**** SUPPLIED MATERIAL ****
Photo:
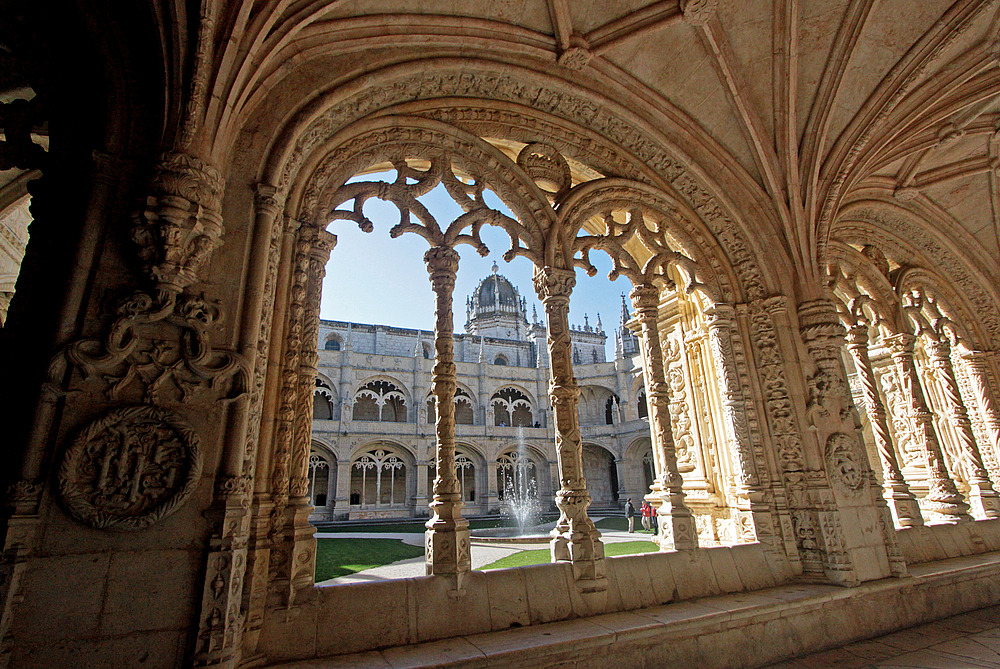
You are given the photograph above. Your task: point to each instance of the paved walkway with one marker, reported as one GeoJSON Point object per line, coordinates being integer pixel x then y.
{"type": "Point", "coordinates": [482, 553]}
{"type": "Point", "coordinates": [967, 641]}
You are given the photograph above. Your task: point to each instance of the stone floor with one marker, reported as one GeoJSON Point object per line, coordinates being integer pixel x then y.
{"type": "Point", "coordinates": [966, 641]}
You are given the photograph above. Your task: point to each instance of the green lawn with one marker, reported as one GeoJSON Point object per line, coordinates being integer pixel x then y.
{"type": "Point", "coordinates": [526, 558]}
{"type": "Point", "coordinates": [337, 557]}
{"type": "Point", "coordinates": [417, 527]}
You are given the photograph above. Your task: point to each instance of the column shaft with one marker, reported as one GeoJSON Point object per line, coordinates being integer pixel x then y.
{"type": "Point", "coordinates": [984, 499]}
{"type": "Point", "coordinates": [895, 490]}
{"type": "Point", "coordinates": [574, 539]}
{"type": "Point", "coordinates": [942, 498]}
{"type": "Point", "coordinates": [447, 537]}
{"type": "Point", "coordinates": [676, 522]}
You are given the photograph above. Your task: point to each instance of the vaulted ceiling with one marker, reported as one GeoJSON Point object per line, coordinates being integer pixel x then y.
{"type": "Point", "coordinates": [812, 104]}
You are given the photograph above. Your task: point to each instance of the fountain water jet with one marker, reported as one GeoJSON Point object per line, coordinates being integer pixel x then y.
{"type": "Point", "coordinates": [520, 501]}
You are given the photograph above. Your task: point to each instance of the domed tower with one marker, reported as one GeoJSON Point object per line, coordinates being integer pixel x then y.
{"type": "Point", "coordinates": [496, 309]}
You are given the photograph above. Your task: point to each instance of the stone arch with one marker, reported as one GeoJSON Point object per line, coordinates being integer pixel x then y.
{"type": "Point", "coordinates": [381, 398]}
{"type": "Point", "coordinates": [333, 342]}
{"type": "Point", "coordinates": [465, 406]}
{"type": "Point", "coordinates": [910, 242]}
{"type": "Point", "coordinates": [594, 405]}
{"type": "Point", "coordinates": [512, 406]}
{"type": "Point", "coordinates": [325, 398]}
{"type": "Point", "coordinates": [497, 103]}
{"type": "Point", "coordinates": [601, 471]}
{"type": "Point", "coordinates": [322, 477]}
****
**** SUPPLIED MATERIAL ****
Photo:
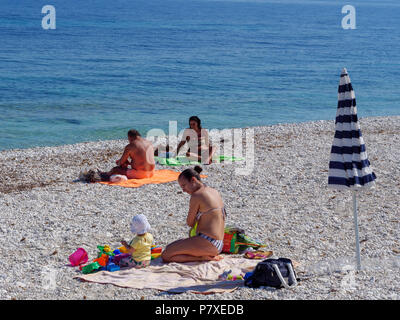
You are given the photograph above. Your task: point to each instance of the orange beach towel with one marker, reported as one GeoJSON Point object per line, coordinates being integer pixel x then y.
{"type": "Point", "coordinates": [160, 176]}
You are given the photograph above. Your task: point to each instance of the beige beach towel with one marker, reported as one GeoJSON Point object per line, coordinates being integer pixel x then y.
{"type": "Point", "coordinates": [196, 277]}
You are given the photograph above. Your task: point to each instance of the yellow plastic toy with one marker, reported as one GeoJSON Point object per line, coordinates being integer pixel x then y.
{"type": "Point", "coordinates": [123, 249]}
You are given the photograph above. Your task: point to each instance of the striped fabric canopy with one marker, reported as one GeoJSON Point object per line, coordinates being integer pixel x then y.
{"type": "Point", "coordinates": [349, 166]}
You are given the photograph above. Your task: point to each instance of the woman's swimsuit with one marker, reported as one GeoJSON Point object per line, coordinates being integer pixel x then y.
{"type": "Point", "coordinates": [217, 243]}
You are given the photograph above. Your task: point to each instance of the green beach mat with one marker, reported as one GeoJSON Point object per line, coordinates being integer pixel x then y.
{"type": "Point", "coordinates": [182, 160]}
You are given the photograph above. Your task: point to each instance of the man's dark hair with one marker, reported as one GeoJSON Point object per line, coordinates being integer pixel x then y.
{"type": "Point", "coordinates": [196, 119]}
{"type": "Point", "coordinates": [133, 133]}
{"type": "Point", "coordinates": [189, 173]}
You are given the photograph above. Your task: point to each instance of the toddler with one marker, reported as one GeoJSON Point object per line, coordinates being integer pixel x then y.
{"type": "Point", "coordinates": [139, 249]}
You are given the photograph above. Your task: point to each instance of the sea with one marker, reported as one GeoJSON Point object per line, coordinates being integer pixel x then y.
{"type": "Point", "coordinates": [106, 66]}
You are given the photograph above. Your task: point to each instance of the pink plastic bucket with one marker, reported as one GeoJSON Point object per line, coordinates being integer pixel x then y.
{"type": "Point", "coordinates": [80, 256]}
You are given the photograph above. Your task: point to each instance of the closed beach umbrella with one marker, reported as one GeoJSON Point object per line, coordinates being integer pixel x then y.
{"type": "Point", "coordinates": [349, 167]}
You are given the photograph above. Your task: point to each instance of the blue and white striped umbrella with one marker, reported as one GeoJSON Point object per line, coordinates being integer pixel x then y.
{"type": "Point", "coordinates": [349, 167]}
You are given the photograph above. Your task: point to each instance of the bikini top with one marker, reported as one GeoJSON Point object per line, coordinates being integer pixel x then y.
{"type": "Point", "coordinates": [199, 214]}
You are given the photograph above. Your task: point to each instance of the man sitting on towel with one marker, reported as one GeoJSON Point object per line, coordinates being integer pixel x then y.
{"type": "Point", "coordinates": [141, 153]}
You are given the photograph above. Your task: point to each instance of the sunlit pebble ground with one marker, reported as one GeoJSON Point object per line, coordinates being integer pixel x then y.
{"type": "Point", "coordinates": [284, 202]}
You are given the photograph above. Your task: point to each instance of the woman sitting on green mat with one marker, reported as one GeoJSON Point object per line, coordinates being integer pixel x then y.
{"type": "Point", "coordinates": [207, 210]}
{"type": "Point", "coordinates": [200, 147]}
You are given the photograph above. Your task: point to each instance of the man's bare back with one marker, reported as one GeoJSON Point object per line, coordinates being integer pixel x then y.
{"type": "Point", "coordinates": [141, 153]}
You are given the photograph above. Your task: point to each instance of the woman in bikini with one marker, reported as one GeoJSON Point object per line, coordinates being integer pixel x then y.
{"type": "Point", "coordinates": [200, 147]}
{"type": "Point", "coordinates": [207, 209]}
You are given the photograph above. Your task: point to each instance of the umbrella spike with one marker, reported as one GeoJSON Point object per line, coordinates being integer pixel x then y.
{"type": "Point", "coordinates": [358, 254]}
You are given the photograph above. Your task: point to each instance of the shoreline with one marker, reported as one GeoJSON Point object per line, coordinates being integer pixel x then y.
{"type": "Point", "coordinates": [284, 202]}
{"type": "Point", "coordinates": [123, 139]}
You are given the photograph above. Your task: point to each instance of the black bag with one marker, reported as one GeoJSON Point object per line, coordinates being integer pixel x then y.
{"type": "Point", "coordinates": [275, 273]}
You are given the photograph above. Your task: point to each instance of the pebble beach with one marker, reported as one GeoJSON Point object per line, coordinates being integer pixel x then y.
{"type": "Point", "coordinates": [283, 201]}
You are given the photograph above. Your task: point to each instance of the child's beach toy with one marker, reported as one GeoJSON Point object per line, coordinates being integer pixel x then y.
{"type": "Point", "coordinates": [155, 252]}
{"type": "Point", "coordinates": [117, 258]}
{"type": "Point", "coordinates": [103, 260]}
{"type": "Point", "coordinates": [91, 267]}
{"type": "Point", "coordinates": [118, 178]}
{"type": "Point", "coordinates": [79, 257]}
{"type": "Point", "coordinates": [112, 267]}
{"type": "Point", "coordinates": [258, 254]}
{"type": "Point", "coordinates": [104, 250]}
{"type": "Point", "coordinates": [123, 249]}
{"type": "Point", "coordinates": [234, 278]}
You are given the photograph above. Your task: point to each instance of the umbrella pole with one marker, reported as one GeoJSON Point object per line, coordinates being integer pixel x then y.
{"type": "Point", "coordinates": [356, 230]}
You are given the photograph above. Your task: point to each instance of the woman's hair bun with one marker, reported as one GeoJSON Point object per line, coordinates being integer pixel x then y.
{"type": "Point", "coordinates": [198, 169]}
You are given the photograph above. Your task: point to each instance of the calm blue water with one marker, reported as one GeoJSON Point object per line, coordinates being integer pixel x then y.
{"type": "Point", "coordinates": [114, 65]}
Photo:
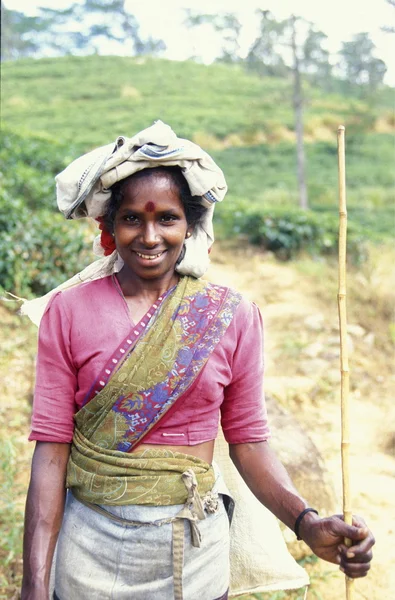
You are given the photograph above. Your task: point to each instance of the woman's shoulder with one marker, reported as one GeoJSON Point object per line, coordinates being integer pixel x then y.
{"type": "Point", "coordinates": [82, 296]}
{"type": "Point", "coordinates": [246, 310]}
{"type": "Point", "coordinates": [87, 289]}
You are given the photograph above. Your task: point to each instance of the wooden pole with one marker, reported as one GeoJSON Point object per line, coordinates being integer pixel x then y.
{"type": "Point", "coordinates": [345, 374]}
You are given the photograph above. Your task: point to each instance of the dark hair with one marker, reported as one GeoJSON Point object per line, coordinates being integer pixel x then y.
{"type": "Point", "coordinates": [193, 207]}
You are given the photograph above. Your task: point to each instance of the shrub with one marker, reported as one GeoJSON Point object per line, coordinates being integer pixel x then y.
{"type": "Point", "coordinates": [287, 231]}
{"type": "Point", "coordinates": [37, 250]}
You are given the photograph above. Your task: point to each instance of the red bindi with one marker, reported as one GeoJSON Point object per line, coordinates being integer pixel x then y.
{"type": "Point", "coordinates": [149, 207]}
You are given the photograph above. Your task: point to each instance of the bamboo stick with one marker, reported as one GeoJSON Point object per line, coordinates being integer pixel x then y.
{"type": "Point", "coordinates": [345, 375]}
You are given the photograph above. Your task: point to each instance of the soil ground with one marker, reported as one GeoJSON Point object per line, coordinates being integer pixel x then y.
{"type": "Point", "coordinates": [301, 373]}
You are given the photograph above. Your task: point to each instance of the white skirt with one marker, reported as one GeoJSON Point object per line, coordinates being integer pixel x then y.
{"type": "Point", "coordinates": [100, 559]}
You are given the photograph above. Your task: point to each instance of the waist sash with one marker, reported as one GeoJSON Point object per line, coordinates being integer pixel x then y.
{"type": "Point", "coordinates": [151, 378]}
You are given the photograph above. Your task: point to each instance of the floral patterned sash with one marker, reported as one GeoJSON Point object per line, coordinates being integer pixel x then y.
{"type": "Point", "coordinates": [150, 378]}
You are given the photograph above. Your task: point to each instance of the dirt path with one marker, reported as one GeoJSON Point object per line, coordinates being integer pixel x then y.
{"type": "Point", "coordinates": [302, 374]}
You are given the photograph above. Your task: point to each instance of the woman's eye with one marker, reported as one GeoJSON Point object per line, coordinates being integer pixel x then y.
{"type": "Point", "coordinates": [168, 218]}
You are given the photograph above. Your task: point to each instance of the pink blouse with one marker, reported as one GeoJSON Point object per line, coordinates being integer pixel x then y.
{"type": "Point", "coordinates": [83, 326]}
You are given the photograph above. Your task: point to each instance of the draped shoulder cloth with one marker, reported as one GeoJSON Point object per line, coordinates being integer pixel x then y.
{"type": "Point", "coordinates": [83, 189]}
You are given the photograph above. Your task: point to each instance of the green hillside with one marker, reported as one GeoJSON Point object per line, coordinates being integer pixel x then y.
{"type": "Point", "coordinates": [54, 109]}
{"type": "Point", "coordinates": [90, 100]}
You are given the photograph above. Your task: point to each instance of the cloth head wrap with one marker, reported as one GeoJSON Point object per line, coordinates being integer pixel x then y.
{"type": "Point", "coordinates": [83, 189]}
****
**** SUPPLIED MATERIAL ****
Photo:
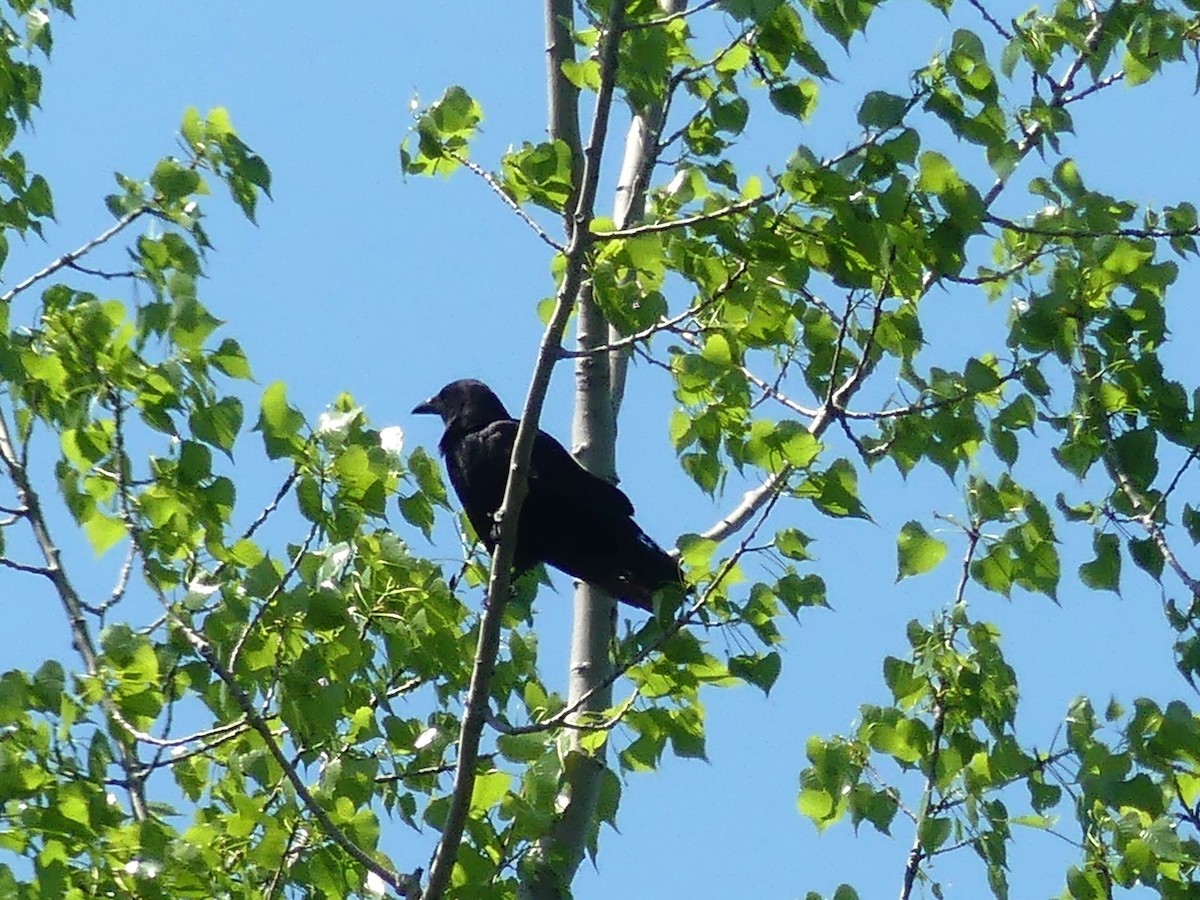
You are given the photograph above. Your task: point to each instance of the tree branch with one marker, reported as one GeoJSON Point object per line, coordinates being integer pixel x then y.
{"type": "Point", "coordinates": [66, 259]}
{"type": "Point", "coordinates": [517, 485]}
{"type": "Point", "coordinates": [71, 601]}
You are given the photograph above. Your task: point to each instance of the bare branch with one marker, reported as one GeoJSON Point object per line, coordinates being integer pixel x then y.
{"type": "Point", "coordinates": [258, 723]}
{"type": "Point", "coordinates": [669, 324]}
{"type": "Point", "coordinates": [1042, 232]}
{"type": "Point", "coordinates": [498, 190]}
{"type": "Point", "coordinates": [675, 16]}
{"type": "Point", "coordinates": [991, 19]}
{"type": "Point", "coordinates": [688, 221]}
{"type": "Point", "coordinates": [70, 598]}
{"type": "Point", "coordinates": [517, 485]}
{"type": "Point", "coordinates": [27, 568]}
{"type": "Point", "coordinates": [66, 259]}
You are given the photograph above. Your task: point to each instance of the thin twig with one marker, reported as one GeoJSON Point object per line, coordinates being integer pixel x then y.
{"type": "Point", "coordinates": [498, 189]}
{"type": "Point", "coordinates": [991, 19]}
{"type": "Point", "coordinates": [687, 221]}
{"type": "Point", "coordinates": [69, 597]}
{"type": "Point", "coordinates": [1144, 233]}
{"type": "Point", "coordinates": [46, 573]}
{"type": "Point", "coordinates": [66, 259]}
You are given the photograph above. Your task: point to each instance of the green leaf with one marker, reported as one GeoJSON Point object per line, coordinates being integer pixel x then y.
****
**AIM OF THE TASK**. Pick out every line in the items above that contains the word "sash", and copy those lines. Case counts.

**SOLVED PROBLEM**.
You are given the photograph above. Your task: point to each instance of the waist sash with one marker, reported as one GeoJSON Point object per line, coordinates being integer pixel x then y.
You are given the photograph above. Your task: point to each instance of the floral patterned sash with one marker, reported as one GeoJSON Point object per line, coordinates being integer pixel x then y.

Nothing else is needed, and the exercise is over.